Data entries:
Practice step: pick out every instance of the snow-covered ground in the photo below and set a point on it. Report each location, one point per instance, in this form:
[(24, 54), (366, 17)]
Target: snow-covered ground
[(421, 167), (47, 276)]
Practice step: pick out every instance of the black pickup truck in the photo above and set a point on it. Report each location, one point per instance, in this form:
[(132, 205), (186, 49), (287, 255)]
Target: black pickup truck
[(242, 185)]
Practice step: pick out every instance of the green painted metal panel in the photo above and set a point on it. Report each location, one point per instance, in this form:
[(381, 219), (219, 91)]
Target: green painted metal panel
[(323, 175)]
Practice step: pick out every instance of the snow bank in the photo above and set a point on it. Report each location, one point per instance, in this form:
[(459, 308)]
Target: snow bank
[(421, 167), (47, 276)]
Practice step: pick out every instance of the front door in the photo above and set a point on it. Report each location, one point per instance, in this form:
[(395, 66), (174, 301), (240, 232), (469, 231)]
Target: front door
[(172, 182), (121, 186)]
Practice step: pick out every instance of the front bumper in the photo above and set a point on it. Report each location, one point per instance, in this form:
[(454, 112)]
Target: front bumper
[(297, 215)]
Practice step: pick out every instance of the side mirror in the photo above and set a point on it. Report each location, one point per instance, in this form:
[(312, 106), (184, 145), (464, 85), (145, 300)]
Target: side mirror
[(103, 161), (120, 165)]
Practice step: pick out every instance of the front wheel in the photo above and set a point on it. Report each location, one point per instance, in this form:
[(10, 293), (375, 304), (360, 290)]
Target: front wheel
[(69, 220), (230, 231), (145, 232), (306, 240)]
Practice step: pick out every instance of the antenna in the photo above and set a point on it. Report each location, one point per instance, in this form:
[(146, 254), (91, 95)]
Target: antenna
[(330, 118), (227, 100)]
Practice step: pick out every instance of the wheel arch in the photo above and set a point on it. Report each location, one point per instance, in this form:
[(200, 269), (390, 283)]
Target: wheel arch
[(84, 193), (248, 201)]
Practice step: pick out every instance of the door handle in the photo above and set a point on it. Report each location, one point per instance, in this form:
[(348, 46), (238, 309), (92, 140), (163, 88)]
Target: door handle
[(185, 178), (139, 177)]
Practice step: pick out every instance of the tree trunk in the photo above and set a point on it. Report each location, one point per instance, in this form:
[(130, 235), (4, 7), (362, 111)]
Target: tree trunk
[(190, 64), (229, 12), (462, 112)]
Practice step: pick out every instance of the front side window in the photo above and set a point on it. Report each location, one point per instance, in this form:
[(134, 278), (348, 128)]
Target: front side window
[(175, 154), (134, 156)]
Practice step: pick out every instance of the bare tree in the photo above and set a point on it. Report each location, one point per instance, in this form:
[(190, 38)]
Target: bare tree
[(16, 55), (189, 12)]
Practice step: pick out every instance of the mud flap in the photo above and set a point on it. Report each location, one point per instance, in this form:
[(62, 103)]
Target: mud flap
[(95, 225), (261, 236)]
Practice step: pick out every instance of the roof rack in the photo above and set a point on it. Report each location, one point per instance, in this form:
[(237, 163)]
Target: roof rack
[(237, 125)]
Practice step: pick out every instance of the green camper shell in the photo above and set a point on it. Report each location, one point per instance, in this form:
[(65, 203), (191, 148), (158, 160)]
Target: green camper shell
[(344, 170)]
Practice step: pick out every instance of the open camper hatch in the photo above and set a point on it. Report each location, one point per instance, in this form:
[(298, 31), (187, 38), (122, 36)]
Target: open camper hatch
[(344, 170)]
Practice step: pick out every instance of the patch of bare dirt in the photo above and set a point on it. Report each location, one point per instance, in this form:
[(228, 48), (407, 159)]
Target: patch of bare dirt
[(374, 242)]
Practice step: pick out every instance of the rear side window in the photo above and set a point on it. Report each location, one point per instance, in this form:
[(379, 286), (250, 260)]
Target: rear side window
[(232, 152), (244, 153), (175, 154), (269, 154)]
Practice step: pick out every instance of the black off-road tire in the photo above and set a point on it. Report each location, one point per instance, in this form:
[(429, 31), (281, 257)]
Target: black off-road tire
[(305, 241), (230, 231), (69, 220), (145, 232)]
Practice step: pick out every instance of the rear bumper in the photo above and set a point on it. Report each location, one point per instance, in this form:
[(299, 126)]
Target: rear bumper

* **WRITTEN EXERCISE**
Rewrite all of the data above as a numbered list, one line per number, leaving out any blank lines.

* **EXERCISE OUTPUT**
1. Practice step: pick out every instance of the snow-covered ground in the photo below and set a point on it. Report each location, one point per instance, in this form:
2. [(24, 54), (366, 17)]
3. Target: snow-covered ground
4. [(421, 167), (47, 276)]
5. Practice step: pick out every instance of the black pickup truck in the photo above and set a point on it. Report each location, one point per instance, in this form:
6. [(132, 205), (186, 49), (287, 255)]
7. Target: black pickup truck
8. [(242, 185)]
9. Practice step: pick out every instance of the green painted metal panel in the photo above and set a point on it. Report each location, one point per instance, in this form:
10. [(381, 219), (219, 91)]
11. Target: green painted metal panel
12. [(323, 175)]
13. Practice step: pick out every instance of the snow bank in the photo above and set a point on it. Report each location, one point per instance, in this form:
14. [(459, 308)]
15. Target: snow bank
16. [(421, 167), (47, 276)]
17. Practice step: pick out every instance of the front door in the photo above and set a point on it. Report each location, one point per instance, in this form:
18. [(395, 66), (174, 301), (240, 232), (469, 231)]
19. Target: front door
20. [(172, 182), (121, 186)]
21. Practice step: pick out every instance of the front bumper in the photo above and set a point on it. Report each location, one point per instance, in this form:
22. [(454, 112)]
23. Target: front bumper
24. [(297, 215)]
25. Practice step: pick out every instance of the side mirror in the photo above and set a point on it. Report each location, one point per instance, in this form:
26. [(312, 106), (184, 145), (464, 85), (145, 300)]
27. Target: side mirror
28. [(103, 161), (120, 165)]
29. Practice step: pick out every instance of the front wheel in the photo above and set a point on it. Report each location, one point per instance, in this form:
30. [(10, 293), (375, 304), (360, 290)]
31. Target: front wheel
32. [(69, 220), (230, 231), (145, 232), (306, 240)]
33. Practice step: pick out every instance of the antenna in the photo above and set a point on it. Report each location, one point per instance, in this form:
34. [(146, 254), (91, 95)]
35. Target: antenna
36. [(330, 118), (227, 100)]
37. Practice step: pick out every instance of the wheel arch in the photo above and set a point on it. Report each location, one point per instance, in this form:
38. [(200, 269), (390, 283)]
39. Target: wheel arch
40. [(84, 193), (248, 201)]
41. Practice step: pick out every instance of the door handle in the photo above and set a point on it. Report each location, one point per instance, in this form:
42. [(348, 46), (238, 309), (92, 140), (163, 88)]
43. Target: door handle
44. [(185, 178), (139, 177)]
45. Practice step: pick out every instance of the tree trunk in the photo above and set a point on it. Report each location, one point per instance, in this form:
46. [(130, 235), (4, 7), (362, 111)]
47. Target: tree trunk
48. [(190, 64), (229, 12), (462, 112)]
49. Practice step: pick out every instance of the front side window in the photo above and set a point on it. Report each location, one point per instance, in this form:
50. [(134, 278), (348, 128)]
51. Target: front side window
52. [(175, 154), (134, 156)]
53. Practice step: pick out every instance of the bare tree in the photo above and set a point on it. Report each location, one point per instance, in this form:
54. [(190, 38)]
55. Target: bare tree
56. [(16, 55), (189, 12)]
57. Practice step: pick out every instance of the mud flap in the photo above and set a point on it. Report each location, one point per instance, in this form:
58. [(62, 103)]
59. Target: mud flap
60. [(95, 225), (261, 236)]
61. Practice step: pick out every instance of the roof rack in the photo above and set a point on it. Report each location, one point per instance, in this form:
62. [(237, 163)]
63. Target: roof rack
64. [(237, 125)]
65. Practice step: pick out every instance of the green camper shell in the photo above and set a point on it. Report each location, one point per instance, in this form:
66. [(65, 203), (191, 148), (158, 160)]
67. Target: green camper shell
68. [(344, 170)]
69. Practice step: pick out every instance of the open camper hatch in the photo above and set a point on it. Report each location, one point per instance, in this form:
70. [(298, 31), (187, 38), (122, 36)]
71. Target: open camper hatch
72. [(344, 170)]
73. Practice step: pick out every instance of the patch of bare dirt in the photo above and set a point on it. Report each location, one point per instance, in this form:
74. [(228, 48), (407, 159)]
75. Target: patch of bare dirt
76. [(374, 242)]
77. Practice step: pick out every instance of the rear side window in the photo above and set a point on it. Report each location, one point per instance, in this form:
78. [(379, 286), (250, 260)]
79. Target: rear side window
80. [(232, 152), (244, 153), (175, 154), (269, 154)]
81. Practice step: pick out every instance of the black off-road tire in the photo above and set a point on it. Report each location, one point per instance, in this form:
82. [(429, 31), (281, 257)]
83. Target: black off-road tire
84. [(305, 241), (230, 231), (69, 220), (145, 232)]
85. Practice step: pick out every instance of the rear bumper in the photo above and set a point on it. Report each location, one point per instance, in this form:
86. [(299, 126)]
87. Target: rear bumper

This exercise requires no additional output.